[Task instructions] Please state how many lines in the records below contain the word "forehead"; the answer should be a number and nothing else.

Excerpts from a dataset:
■ ■ ■

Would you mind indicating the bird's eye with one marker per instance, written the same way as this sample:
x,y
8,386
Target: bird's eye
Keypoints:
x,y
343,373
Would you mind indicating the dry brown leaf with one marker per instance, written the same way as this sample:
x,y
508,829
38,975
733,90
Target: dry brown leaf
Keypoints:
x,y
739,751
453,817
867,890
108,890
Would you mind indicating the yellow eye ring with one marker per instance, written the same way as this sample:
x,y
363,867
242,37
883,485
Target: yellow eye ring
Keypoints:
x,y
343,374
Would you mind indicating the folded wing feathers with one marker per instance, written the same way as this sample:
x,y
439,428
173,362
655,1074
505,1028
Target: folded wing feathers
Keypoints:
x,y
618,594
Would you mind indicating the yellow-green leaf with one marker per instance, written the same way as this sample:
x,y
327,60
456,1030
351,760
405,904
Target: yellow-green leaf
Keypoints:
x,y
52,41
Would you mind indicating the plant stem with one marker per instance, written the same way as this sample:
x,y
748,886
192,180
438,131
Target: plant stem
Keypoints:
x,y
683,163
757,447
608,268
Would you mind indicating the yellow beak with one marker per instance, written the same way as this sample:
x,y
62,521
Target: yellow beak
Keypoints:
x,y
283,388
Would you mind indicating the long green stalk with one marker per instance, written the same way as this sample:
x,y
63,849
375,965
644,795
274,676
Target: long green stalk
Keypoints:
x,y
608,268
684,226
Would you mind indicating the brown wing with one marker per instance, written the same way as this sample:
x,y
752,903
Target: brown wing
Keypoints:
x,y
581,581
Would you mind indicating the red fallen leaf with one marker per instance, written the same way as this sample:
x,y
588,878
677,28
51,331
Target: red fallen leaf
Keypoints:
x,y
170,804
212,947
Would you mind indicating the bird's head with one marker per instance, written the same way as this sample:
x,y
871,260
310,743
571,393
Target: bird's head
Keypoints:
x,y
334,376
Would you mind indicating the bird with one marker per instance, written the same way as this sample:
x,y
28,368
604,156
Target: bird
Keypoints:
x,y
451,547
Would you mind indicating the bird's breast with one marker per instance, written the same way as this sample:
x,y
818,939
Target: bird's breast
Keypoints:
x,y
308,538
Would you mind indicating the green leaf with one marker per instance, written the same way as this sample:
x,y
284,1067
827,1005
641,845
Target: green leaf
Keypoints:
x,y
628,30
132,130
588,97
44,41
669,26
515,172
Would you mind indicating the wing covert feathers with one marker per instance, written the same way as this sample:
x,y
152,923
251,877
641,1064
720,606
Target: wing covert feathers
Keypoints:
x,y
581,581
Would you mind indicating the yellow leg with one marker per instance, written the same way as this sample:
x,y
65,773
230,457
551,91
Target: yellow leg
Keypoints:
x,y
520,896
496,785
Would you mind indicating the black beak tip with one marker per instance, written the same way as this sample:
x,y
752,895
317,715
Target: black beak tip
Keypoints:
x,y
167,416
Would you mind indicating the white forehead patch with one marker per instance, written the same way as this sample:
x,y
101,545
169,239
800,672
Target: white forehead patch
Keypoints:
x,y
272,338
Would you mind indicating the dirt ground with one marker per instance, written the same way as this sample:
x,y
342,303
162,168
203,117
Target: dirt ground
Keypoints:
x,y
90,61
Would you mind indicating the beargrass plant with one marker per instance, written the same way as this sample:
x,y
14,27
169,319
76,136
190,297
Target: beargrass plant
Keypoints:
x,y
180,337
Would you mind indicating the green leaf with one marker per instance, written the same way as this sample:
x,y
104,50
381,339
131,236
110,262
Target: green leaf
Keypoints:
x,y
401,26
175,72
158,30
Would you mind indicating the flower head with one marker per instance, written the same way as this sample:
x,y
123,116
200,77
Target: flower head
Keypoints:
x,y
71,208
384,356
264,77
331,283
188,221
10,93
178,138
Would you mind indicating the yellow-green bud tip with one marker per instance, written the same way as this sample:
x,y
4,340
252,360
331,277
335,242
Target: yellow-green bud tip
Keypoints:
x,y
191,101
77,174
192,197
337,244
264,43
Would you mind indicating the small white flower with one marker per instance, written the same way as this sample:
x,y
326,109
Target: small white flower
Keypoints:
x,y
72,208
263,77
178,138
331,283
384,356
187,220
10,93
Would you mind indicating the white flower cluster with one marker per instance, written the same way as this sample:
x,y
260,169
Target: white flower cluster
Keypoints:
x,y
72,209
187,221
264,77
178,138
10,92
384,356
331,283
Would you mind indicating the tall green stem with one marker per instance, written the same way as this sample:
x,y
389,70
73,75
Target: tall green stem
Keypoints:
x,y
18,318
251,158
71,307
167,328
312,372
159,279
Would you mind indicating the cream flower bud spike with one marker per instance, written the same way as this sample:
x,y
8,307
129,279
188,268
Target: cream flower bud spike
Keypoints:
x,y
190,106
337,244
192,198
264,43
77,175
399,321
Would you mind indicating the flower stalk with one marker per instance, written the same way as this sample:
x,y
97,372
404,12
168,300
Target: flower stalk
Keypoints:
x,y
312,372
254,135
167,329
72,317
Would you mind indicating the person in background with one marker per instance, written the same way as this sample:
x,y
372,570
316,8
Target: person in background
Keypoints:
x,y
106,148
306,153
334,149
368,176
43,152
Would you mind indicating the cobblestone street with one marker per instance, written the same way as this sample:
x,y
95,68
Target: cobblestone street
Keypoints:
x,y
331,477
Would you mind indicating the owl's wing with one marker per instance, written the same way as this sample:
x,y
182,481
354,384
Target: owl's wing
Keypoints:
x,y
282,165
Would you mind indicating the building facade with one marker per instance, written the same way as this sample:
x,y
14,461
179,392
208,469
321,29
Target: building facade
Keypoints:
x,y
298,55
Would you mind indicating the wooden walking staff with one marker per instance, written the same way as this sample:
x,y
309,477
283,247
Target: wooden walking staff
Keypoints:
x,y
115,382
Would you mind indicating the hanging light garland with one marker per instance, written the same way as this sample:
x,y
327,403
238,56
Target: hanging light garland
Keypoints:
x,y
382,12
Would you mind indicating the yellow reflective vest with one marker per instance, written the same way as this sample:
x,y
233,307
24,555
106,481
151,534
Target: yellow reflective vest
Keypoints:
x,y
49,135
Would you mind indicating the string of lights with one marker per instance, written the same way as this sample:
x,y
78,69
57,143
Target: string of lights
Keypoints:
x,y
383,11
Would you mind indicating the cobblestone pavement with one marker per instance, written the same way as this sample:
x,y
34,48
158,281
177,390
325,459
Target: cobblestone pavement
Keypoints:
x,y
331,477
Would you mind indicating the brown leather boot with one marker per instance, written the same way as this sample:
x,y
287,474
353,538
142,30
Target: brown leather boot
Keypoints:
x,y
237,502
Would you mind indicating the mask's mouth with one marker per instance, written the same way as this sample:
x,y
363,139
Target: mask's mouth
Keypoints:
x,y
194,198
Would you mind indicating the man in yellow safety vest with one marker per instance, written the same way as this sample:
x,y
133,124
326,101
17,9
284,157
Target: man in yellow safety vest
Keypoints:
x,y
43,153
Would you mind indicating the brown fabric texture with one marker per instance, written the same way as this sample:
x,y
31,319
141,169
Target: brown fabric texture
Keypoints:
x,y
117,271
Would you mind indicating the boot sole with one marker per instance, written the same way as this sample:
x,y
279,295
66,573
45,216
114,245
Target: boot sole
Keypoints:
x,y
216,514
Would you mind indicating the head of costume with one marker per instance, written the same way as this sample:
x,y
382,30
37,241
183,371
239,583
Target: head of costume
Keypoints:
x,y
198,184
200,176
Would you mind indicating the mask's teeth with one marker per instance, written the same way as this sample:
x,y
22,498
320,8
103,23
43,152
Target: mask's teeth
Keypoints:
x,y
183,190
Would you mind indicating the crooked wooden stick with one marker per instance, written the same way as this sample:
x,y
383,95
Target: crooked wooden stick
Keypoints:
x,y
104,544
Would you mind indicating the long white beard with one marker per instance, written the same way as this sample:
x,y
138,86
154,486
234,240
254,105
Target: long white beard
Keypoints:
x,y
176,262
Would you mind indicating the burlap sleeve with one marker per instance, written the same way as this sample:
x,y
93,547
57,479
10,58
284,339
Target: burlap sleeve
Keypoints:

■ ■ ■

[Answer below] 2